== Source data ==

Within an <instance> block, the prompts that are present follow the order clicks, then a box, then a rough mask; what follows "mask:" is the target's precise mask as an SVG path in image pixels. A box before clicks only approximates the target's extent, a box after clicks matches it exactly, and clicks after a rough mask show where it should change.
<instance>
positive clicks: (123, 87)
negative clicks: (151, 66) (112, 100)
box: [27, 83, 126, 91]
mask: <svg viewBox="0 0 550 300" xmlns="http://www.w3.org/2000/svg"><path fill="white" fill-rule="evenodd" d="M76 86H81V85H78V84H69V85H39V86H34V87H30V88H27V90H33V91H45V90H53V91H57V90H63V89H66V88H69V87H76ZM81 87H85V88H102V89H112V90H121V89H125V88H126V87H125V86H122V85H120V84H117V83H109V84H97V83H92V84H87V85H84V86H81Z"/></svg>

===
== Source data ==

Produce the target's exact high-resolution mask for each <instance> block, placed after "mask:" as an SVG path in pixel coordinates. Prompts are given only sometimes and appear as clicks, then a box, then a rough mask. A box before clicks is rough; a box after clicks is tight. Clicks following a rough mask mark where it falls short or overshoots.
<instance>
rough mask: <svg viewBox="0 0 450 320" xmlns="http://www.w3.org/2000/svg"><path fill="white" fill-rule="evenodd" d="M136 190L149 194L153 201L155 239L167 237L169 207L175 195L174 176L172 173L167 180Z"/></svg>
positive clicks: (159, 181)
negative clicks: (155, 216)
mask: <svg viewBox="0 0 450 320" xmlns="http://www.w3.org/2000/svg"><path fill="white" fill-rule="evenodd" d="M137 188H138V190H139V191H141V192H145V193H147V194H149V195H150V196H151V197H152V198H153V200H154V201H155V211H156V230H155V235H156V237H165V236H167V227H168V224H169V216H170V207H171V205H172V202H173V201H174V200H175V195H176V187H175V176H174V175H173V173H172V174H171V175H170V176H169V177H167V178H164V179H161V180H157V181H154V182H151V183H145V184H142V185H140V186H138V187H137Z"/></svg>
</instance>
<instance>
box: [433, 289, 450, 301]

===
== Source data ==

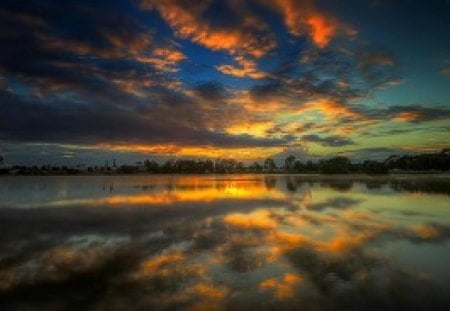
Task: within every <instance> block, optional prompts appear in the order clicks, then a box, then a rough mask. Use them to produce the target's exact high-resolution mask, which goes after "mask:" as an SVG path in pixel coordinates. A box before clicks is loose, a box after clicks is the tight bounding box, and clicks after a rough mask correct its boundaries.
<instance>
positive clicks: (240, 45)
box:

===

#### Exercise requirements:
Both the line containing "Within an <instance>" and the line containing "negative clicks: (151, 66) (112, 100)" belong in the answer. Print them and every line above that falls between them exactly, and no others.

#### Response:
Within an <instance> block, the prompts that are present follow the order clicks, then a box, then a rough mask; what follows "mask:" is the target's precise mask as an SVG path in image pixels. A box before clicks only approximates the target's extent, a box after clicks matches it exactly, and clicks after a rough mask show where it should change.
<instance>
positive clicks: (123, 87)
negative clicks: (151, 66) (112, 100)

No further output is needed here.